Data listing Start Marker

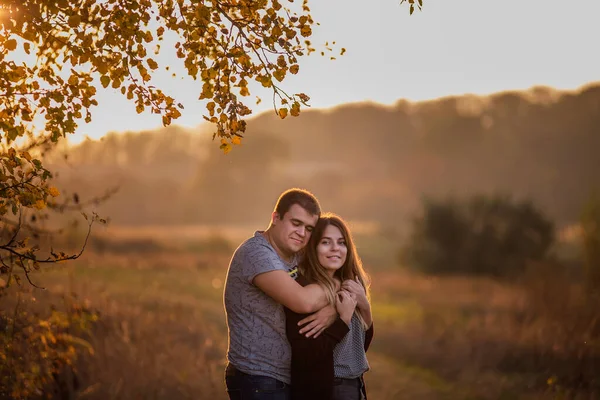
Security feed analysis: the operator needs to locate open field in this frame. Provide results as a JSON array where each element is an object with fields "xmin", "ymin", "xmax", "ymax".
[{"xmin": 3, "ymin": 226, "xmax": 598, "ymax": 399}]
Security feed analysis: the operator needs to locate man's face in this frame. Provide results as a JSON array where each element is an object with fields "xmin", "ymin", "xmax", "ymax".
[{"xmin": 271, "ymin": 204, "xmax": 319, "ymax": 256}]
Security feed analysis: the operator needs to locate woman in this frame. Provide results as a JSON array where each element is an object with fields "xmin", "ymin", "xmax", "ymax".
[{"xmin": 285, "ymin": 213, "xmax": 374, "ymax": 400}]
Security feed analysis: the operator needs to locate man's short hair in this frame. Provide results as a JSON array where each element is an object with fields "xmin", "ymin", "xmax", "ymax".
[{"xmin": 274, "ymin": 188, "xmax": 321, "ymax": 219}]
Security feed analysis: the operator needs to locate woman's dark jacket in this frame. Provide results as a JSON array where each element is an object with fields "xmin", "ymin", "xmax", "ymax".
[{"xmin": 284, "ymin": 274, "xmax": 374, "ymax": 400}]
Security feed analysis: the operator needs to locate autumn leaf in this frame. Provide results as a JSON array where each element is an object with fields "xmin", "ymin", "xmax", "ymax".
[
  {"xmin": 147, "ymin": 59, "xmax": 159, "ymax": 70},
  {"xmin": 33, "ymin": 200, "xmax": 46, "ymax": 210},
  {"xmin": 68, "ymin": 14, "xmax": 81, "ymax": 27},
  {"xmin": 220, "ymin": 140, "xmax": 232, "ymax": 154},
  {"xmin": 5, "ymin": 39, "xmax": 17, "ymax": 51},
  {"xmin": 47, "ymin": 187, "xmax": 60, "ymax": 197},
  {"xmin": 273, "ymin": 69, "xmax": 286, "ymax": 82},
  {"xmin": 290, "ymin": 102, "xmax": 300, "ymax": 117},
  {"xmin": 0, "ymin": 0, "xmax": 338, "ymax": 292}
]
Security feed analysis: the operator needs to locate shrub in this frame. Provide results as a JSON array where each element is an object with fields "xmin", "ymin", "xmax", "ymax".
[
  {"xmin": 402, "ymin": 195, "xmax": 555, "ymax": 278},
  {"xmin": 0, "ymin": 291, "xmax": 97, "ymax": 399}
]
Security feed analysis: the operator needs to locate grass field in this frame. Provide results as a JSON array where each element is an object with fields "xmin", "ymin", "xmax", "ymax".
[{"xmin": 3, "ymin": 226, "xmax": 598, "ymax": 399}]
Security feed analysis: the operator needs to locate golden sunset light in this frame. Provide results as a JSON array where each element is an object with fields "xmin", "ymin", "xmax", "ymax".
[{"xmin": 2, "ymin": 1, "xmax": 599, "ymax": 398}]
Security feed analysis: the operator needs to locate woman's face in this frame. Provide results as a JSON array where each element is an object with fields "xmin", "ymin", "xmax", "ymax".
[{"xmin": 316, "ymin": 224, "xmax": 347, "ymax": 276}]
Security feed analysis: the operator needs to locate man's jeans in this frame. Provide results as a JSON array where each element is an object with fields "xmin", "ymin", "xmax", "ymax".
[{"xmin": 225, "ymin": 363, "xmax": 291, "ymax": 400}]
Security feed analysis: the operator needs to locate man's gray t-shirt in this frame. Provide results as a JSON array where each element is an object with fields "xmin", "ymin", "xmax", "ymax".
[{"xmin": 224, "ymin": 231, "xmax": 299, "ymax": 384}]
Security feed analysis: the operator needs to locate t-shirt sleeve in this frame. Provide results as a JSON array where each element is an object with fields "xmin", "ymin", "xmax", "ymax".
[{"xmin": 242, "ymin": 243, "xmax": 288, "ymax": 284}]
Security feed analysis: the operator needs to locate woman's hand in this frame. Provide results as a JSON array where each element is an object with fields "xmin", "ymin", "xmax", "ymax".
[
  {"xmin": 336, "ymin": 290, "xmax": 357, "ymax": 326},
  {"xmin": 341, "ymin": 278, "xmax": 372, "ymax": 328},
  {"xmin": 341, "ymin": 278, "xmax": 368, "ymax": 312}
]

Data listing End Marker

Your copy should hold each line above exactly and no pictures at all.

Task result>
Security feed analysis: the operator needs to locate open field in this frame. Provide results as a JSON array where each element is an object with fields "xmin", "ymin", "xmax", "ymax".
[{"xmin": 3, "ymin": 226, "xmax": 598, "ymax": 399}]
Security feed analysis: the operator needs to locate man's face in this frame. Provide results as a JSON array where each element is an object with fields "xmin", "ymin", "xmax", "ymax".
[{"xmin": 271, "ymin": 204, "xmax": 319, "ymax": 256}]
Security feed analysis: the operator needs to locate woman in this frame. Provide results as a JSON array where each element is an object with fields "xmin", "ymin", "xmax", "ymax".
[{"xmin": 285, "ymin": 213, "xmax": 374, "ymax": 400}]
Security feed analysis: the operator needs to locate man's short hair in this frame. Provide results as a JSON array where each element is an object with fields "xmin", "ymin", "xmax", "ymax".
[{"xmin": 274, "ymin": 188, "xmax": 321, "ymax": 219}]
Security feed analysis: the operator needs to locate woman's dark jacket in this frame. Provide results as a JSON array where each element is an object with fields "xmin", "ymin", "xmax", "ymax".
[{"xmin": 284, "ymin": 274, "xmax": 374, "ymax": 400}]
Security feed analysis: the operator needs to locate autumn leaf in this frame. Provide results as a JSON array where each element is an object with fields "xmin", "ymin", "xmax", "ymax".
[
  {"xmin": 147, "ymin": 59, "xmax": 159, "ymax": 70},
  {"xmin": 33, "ymin": 200, "xmax": 46, "ymax": 210},
  {"xmin": 68, "ymin": 14, "xmax": 81, "ymax": 27},
  {"xmin": 220, "ymin": 140, "xmax": 232, "ymax": 154},
  {"xmin": 5, "ymin": 39, "xmax": 17, "ymax": 51},
  {"xmin": 47, "ymin": 187, "xmax": 60, "ymax": 197},
  {"xmin": 273, "ymin": 69, "xmax": 286, "ymax": 82},
  {"xmin": 290, "ymin": 102, "xmax": 300, "ymax": 117},
  {"xmin": 0, "ymin": 0, "xmax": 338, "ymax": 292}
]
Security feed analysis: the operator needs to locate shrub in this frame. Provide results as a JSON array where each element is an object with fields "xmin", "ymin", "xmax", "ymax".
[
  {"xmin": 402, "ymin": 195, "xmax": 555, "ymax": 278},
  {"xmin": 0, "ymin": 291, "xmax": 97, "ymax": 399}
]
Security feed analysis: the operator needs to locate grass field in this frame. Provide results as a JSON array where each element is an object with fields "xmin", "ymin", "xmax", "ymax".
[{"xmin": 3, "ymin": 226, "xmax": 598, "ymax": 399}]
Security feed analysis: the operator needs to locate golden sunset light in this frame. Provide results as a JSON array where each element is an object with fields "xmin", "ymin", "xmax", "ymax".
[{"xmin": 2, "ymin": 1, "xmax": 599, "ymax": 398}]
Security feed analysis: the operator needs to locate woman's face in this frame. Provide results as a JSON array where each element is an object with fields "xmin", "ymin", "xmax", "ymax".
[{"xmin": 316, "ymin": 224, "xmax": 347, "ymax": 276}]
Security feed analysis: the operator needs to locate man's jeans in this frame. Provide results as a JSON array where each element is an object with fields "xmin", "ymin", "xmax", "ymax".
[{"xmin": 225, "ymin": 363, "xmax": 291, "ymax": 400}]
Security feed analysis: the operator needs to locate man's gray t-shirt in this frame. Provide results as a JSON array where each element is an object with fields "xmin", "ymin", "xmax", "ymax".
[{"xmin": 224, "ymin": 231, "xmax": 299, "ymax": 384}]
Security feed analysis: the operator needs to locate t-shirt sleeve in this frame. Provide results as a JSON array where each element is an object with fields "xmin", "ymin", "xmax", "ymax".
[{"xmin": 242, "ymin": 243, "xmax": 288, "ymax": 284}]
Security feed analysis: the operator needs to locate woman's hand in this frame. Provide results as a JSON array where each element is an object with fields "xmin", "ymin", "xmax", "ymax".
[
  {"xmin": 336, "ymin": 290, "xmax": 357, "ymax": 326},
  {"xmin": 341, "ymin": 278, "xmax": 372, "ymax": 328},
  {"xmin": 341, "ymin": 278, "xmax": 368, "ymax": 312}
]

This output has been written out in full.